GOAL 1 -> In the rows below, could you rewrite only the stretch from the line containing "y=580, one point per instance." through the line containing "x=272, y=61", swapping "drill" for "exercise" and changing nothing else? Leave the pictures out of your answer.

[START OF DOCUMENT SECTION]

I first uttered these words over twenty years ago when I was sworn in to the armed services, the army being my choice, in Memphis, TN. As I look back, now, on the years in between and the things that have happened, I sit sometimes and I wonder what it was that prompted me to enlist in the armed forces, what motivated my thinking, and my acting upon said thought processes. In doing so, I’ve spoken to other veterans through the years, asking them the same questions that I asked of myself. The answers varied, of course, from individual to individual, some having been drafted and having found a home and a way of life that they could understand and appreciate, some of us, like me, volunteers in an era after the draft had long been done away with.

My own plans were to have retired from the army, however, thanks to the budget cuts enacted by the Graham-Rudman-Hollings Act; my plans were drastically changed as the army began eliminating some of us “big boys” who had gone into service under the maximum weight, LOST weight, and were discharged for being OVER weight after the Act went into effect. I won’t go into how that made me feel at the time, or the resentment I still feel over it now, because that isn’t the purpose of this piece. I was asked if I would write a piece on the heart and mind of the American soldier, and drawing from my own experiences and the conversations with others through the years, that’s what I’m going to attempt to do.

From as far back as I can remember, I wanted to be a soldier. I could not, and still can not, see the flag waving proudly and hear the national anthem being played without feeling a lump in my throat and my eyes misting at the heavy weight of what it means to me to be an American, and the pride that I have in our country and our way of life, along with the realization of the sacrifices made by others before me for us to have our rights today. I believed in the ideals of our country, our nation, from my earliest memories. My thoughts, my beliefs, where and still are that our way of life was and is to be defended and upheld, for ourselves, for our families and loved ones, for our children and our children’s children. I know that those are some deep thoughts for a child, but I was always a child of deep thought, a state that has followed me into my adult years.

[END OF DOCUMENT SECTION]
[START OF RECORDS PROVIDED]

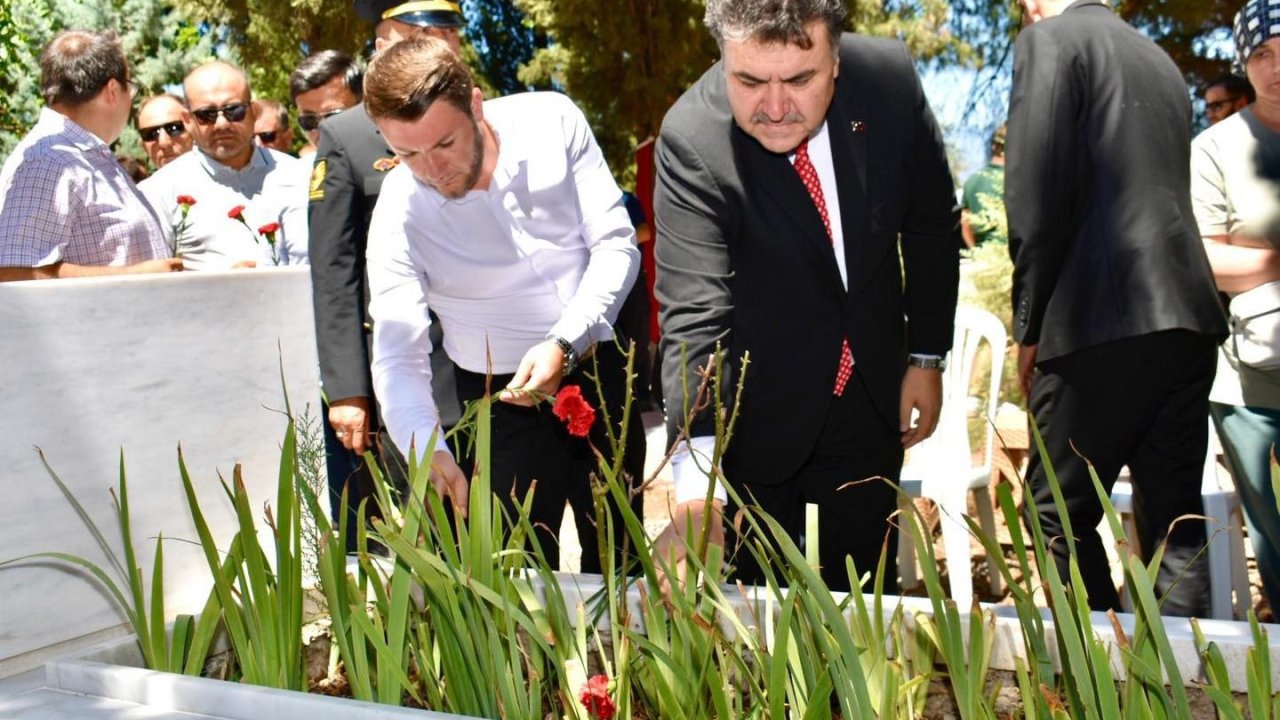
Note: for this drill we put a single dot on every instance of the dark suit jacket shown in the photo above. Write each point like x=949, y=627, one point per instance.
x=744, y=259
x=1097, y=188
x=343, y=195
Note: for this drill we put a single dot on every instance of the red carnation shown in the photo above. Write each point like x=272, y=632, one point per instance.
x=575, y=411
x=595, y=693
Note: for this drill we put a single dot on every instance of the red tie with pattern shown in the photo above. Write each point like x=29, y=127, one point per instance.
x=809, y=177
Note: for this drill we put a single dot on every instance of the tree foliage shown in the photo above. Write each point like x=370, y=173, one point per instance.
x=159, y=42
x=499, y=41
x=625, y=64
x=270, y=37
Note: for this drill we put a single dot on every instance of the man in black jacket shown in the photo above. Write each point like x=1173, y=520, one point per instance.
x=1114, y=301
x=790, y=178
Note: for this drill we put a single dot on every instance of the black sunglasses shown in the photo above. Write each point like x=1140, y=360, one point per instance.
x=310, y=121
x=233, y=113
x=1220, y=104
x=152, y=133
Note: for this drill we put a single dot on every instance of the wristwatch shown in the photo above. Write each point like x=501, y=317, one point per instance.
x=927, y=361
x=570, y=355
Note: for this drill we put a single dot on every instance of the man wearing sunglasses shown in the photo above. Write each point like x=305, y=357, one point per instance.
x=164, y=135
x=324, y=85
x=67, y=206
x=229, y=171
x=351, y=162
x=1226, y=95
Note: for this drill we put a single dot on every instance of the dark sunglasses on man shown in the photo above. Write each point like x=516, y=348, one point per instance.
x=152, y=133
x=1221, y=105
x=233, y=113
x=310, y=121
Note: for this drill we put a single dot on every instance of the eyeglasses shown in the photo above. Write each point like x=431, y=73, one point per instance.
x=233, y=113
x=152, y=133
x=310, y=121
x=1220, y=105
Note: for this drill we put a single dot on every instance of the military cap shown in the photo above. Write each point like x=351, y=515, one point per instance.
x=425, y=13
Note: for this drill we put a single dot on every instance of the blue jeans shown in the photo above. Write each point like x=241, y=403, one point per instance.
x=1247, y=436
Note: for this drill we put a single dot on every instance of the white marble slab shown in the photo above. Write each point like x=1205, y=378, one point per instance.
x=141, y=363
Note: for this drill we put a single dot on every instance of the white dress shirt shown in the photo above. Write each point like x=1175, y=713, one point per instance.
x=272, y=188
x=693, y=459
x=547, y=250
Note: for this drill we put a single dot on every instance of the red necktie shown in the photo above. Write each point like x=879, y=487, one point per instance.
x=809, y=177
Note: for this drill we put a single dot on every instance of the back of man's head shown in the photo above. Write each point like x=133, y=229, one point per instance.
x=1233, y=85
x=408, y=77
x=77, y=64
x=775, y=21
x=319, y=68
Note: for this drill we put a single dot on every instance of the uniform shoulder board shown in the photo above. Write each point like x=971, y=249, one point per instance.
x=318, y=180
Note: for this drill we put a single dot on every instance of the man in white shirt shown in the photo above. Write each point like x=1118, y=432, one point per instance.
x=229, y=171
x=504, y=219
x=67, y=208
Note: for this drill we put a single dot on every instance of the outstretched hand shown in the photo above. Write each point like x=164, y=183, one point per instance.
x=539, y=373
x=449, y=481
x=922, y=391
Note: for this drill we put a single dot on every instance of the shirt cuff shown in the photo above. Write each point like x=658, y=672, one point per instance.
x=691, y=469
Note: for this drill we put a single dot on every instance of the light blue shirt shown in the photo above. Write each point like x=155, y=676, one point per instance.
x=64, y=197
x=272, y=188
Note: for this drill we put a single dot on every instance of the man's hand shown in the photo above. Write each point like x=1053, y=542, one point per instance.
x=160, y=265
x=449, y=481
x=672, y=546
x=1027, y=368
x=922, y=391
x=350, y=420
x=539, y=370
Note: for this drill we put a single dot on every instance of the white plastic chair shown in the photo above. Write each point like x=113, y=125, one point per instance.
x=1225, y=554
x=942, y=469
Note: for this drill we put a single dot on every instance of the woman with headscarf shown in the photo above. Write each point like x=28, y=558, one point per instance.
x=1237, y=206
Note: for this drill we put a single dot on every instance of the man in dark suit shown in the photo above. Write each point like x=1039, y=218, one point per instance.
x=1114, y=301
x=351, y=162
x=790, y=178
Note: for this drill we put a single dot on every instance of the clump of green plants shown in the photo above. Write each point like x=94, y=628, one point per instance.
x=464, y=614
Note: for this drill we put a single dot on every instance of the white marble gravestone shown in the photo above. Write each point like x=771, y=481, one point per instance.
x=141, y=364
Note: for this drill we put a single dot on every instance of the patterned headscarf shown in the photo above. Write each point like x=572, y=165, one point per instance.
x=1257, y=22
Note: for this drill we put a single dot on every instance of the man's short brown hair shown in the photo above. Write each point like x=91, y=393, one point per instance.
x=77, y=64
x=405, y=80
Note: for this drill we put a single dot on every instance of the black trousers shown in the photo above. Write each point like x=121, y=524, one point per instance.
x=846, y=477
x=1143, y=402
x=531, y=445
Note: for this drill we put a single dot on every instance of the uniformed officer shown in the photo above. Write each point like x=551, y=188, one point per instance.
x=351, y=162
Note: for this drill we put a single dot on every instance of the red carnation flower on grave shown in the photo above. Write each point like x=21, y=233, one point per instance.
x=575, y=411
x=595, y=693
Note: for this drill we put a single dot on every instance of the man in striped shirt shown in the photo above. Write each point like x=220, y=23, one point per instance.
x=67, y=206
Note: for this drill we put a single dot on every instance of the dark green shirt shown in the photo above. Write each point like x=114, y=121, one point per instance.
x=984, y=200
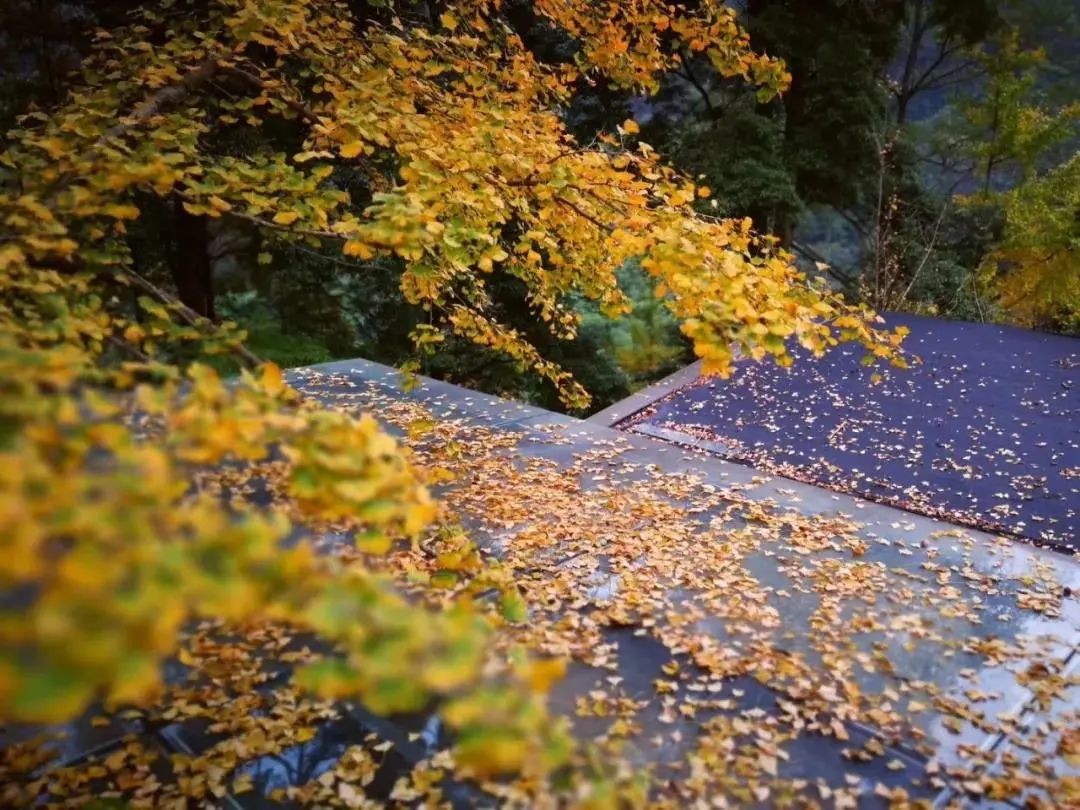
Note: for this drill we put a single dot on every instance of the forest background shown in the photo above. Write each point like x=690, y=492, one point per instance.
x=925, y=159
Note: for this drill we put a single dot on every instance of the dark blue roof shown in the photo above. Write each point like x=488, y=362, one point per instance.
x=983, y=429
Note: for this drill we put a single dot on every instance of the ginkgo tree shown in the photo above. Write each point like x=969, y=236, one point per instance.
x=107, y=412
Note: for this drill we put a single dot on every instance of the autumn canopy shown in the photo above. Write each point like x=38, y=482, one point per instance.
x=434, y=140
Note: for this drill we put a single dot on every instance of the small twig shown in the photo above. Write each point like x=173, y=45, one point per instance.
x=188, y=314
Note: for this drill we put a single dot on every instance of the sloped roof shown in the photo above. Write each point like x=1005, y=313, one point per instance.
x=983, y=429
x=733, y=634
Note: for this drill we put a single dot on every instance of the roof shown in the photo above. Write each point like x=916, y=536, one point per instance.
x=983, y=429
x=736, y=634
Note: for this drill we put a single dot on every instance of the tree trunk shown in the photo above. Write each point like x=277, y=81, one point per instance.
x=191, y=269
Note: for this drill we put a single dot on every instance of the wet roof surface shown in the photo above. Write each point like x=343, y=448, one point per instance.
x=983, y=429
x=750, y=635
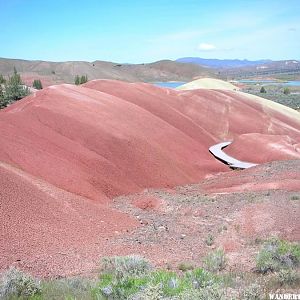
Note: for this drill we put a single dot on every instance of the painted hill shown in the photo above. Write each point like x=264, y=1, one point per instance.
x=67, y=150
x=208, y=83
x=52, y=73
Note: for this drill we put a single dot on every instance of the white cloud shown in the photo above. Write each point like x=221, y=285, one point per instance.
x=206, y=47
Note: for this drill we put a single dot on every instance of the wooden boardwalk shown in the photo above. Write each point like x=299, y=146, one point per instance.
x=216, y=151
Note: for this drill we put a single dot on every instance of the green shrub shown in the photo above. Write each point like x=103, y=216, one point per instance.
x=277, y=254
x=171, y=284
x=122, y=276
x=288, y=276
x=80, y=79
x=215, y=261
x=209, y=240
x=262, y=90
x=2, y=79
x=14, y=283
x=253, y=292
x=13, y=90
x=185, y=267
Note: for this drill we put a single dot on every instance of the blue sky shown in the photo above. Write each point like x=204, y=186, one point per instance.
x=145, y=31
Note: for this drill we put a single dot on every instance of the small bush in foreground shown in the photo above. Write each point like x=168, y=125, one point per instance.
x=15, y=283
x=262, y=90
x=253, y=292
x=288, y=276
x=276, y=255
x=215, y=261
x=185, y=267
x=209, y=240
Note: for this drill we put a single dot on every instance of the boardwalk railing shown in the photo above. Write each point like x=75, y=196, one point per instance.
x=217, y=152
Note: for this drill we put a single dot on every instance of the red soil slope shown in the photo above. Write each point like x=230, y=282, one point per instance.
x=50, y=231
x=65, y=151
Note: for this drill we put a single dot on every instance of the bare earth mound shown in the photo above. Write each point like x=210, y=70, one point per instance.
x=67, y=151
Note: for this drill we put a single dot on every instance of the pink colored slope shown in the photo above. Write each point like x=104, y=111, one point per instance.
x=49, y=231
x=65, y=151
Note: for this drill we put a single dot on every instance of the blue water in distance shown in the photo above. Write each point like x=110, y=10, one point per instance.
x=170, y=84
x=271, y=82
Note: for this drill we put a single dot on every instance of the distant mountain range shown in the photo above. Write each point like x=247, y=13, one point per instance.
x=222, y=63
x=64, y=72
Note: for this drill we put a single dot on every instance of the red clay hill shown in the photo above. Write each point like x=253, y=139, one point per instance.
x=67, y=150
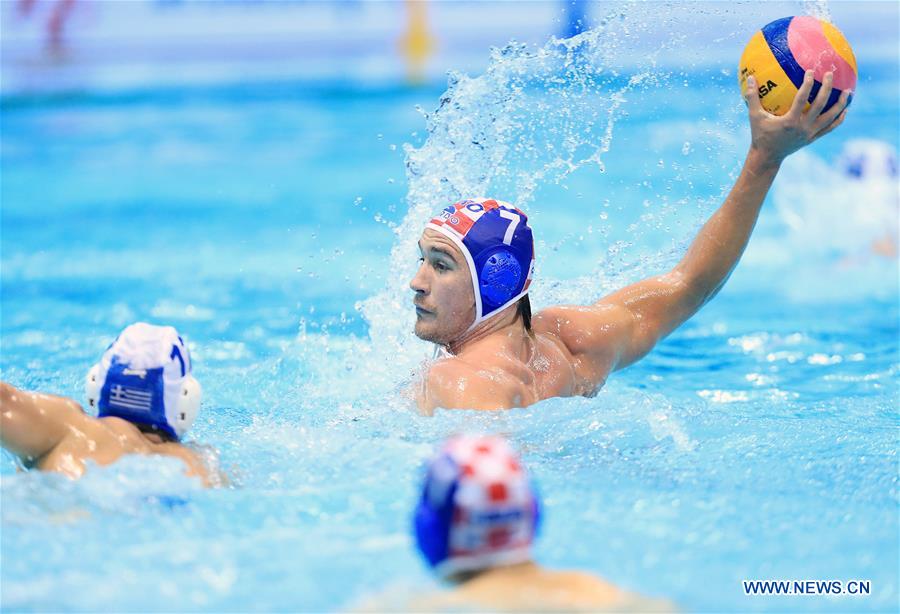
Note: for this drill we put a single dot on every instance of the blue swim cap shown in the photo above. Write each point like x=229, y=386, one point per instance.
x=478, y=507
x=145, y=377
x=498, y=246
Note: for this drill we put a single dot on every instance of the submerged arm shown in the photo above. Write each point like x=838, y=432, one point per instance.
x=32, y=424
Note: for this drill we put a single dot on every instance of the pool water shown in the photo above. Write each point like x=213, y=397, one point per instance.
x=274, y=225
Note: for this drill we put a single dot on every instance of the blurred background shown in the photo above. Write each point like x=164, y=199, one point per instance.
x=256, y=173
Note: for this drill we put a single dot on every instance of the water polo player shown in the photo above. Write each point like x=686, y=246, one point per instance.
x=475, y=525
x=477, y=263
x=146, y=400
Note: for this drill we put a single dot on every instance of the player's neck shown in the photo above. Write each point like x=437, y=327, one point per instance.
x=505, y=572
x=506, y=327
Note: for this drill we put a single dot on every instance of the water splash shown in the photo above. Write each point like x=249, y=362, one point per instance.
x=536, y=118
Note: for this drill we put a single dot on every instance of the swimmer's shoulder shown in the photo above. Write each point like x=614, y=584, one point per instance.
x=458, y=383
x=196, y=467
x=589, y=592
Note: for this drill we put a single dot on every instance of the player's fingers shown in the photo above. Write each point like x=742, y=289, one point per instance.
x=802, y=95
x=822, y=97
x=832, y=125
x=827, y=118
x=751, y=96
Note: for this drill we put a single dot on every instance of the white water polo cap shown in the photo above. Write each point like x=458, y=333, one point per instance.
x=497, y=243
x=478, y=508
x=145, y=377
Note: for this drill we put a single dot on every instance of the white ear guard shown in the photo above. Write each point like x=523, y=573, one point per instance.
x=92, y=387
x=187, y=406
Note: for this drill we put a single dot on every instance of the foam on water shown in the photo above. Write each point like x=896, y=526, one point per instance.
x=757, y=442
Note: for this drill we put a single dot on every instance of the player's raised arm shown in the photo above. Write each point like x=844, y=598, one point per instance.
x=31, y=423
x=624, y=326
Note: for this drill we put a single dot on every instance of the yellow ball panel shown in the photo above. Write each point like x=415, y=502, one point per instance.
x=776, y=91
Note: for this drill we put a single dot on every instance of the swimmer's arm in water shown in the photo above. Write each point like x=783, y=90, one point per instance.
x=32, y=424
x=453, y=384
x=624, y=326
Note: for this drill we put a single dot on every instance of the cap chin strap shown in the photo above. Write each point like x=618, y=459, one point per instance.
x=479, y=308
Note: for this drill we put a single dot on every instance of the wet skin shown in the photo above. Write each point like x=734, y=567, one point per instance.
x=571, y=350
x=53, y=433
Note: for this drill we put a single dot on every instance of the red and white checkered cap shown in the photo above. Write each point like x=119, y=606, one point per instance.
x=494, y=506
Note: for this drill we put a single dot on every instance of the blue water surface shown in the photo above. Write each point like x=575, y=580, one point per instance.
x=757, y=442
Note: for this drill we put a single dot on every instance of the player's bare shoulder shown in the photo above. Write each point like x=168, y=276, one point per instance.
x=588, y=337
x=456, y=383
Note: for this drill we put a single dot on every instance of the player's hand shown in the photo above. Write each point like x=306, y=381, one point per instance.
x=776, y=137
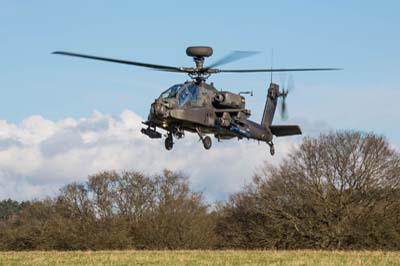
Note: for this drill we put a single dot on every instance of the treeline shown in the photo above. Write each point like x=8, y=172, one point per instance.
x=338, y=191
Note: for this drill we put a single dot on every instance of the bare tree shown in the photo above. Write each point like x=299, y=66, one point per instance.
x=336, y=191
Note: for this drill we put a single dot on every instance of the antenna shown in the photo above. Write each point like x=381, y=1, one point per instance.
x=272, y=61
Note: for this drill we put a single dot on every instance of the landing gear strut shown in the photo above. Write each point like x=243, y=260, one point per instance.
x=271, y=147
x=169, y=142
x=207, y=143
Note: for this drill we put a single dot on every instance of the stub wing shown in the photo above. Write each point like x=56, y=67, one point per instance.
x=285, y=130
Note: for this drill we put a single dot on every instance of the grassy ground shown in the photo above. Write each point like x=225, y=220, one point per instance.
x=200, y=258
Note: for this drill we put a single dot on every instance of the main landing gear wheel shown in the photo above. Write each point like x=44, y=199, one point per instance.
x=272, y=150
x=169, y=142
x=207, y=142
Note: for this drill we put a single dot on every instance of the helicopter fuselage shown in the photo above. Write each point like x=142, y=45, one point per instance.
x=202, y=109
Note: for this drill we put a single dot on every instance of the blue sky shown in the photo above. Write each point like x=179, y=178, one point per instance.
x=363, y=37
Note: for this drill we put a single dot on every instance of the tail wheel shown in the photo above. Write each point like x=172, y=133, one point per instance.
x=169, y=143
x=207, y=142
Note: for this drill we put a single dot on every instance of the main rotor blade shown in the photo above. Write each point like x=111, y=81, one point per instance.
x=232, y=56
x=271, y=70
x=159, y=67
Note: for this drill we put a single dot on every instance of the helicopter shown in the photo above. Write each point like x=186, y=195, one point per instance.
x=199, y=107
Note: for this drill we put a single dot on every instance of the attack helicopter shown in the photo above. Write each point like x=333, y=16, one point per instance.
x=199, y=107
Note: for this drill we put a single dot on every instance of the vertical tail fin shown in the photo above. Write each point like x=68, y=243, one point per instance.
x=270, y=105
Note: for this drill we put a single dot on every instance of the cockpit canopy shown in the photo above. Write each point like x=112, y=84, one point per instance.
x=185, y=93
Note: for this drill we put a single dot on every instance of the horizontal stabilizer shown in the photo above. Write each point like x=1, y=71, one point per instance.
x=285, y=130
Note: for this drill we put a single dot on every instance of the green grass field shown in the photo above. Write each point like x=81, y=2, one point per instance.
x=228, y=257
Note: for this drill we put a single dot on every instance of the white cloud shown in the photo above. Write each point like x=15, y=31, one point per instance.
x=38, y=156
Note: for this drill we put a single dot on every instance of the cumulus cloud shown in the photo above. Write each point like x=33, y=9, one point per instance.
x=38, y=156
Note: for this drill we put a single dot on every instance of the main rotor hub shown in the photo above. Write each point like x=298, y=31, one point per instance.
x=199, y=51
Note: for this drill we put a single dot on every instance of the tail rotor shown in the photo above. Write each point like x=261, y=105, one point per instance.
x=287, y=86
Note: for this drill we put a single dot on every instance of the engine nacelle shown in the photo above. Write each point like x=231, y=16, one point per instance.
x=230, y=100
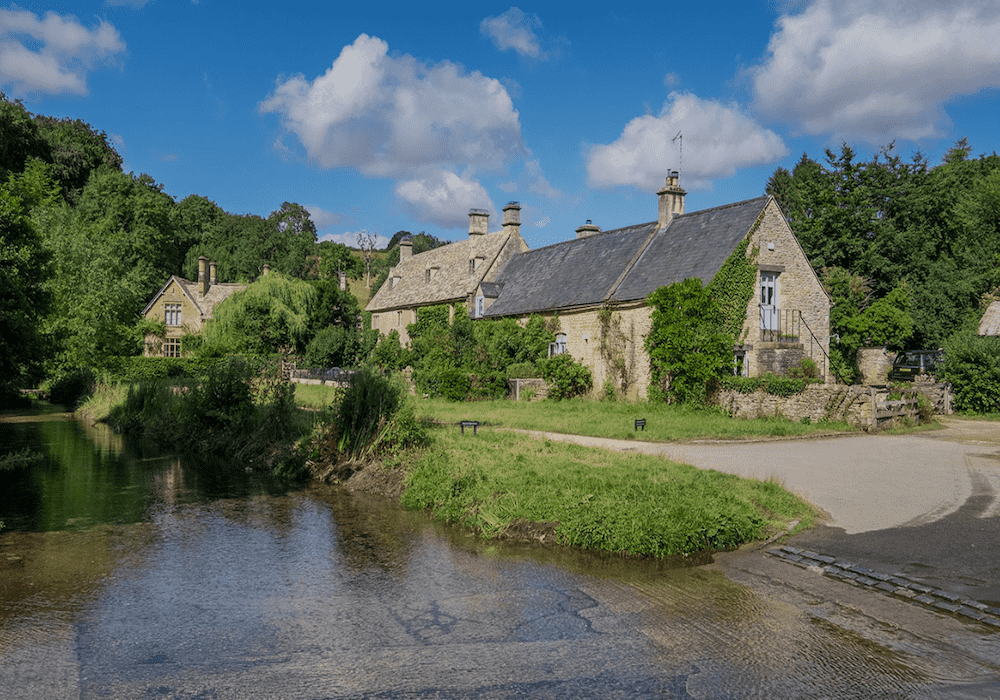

[END OF RECORDS PROVIDED]

GOAL 2 -> Can you duplicate the stretch of the essay on military service from "From as far" through "my adult years." word for word?

FULL ANSWER 1 ->
Note: for this exercise we put a single dot on every instance of the blue water surface shown in the photo above. Write each point like x=575, y=580, one point per instance.
x=757, y=442
Note: for this exercise we put a single dot on every instance of the player's bare shoulder shown in the photo above. Write each point like x=168, y=276, one point per instance.
x=588, y=337
x=456, y=383
Note: for this exercise we put a single dot on every instance of the player's hand shown in the photo above. Write each point like x=306, y=381, one point per instance.
x=776, y=137
Note: for this exercise we put a single dot on every instance of the treeline shown in the photo above. Write each point like x=8, y=172, one point per instance.
x=338, y=191
Note: for this exercise we put a single dot on every instance of the bare tree shown in the photo above. Write each point like x=299, y=66, one point per instance.
x=336, y=191
Note: for this exercise we put a single dot on every instance of the antenna shown in the photo above. Write each point like x=381, y=1, one point per instance.
x=272, y=61

FULL ANSWER 2 ->
From as far back as I can remember, I wanted to be a soldier. I could not, and still can not, see the flag waving proudly and hear the national anthem being played without feeling a lump in my throat and my eyes misting at the heavy weight of what it means to me to be an American, and the pride that I have in our country and our way of life, along with the realization of the sacrifices made by others before me for us to have our rights today. I believed in the ideals of our country, our nation, from my earliest memories. My thoughts, my beliefs, where and still are that our way of life was and is to be defended and upheld, for ourselves, for our families and loved ones, for our children and our children’s children. I know that those are some deep thoughts for a child, but I was always a child of deep thought, a state that has followed me into my adult years.